---- Data listing

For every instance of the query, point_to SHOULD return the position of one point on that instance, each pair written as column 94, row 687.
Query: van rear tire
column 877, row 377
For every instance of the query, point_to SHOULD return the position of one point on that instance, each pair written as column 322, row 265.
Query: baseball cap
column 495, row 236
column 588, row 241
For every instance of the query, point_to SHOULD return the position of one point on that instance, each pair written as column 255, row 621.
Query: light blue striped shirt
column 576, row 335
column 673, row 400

--------
---- Data listing

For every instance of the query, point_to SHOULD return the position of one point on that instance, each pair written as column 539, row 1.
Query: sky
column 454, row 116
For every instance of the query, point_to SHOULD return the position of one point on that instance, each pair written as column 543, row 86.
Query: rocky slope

--------

• **Goal**: Give the lines of the data as a numbered list, starting at the line that contains "255, row 621." and stopping after the line that contains "column 673, row 400". Include both of those lines and leave out any blank lines.

• **Completed exercise**:
1. For every instance of the query, point_to SHOULD return the position of one point on that instance, each pair written as column 255, row 621.
2. Query: light blue striped shirt
3. column 576, row 335
4. column 673, row 400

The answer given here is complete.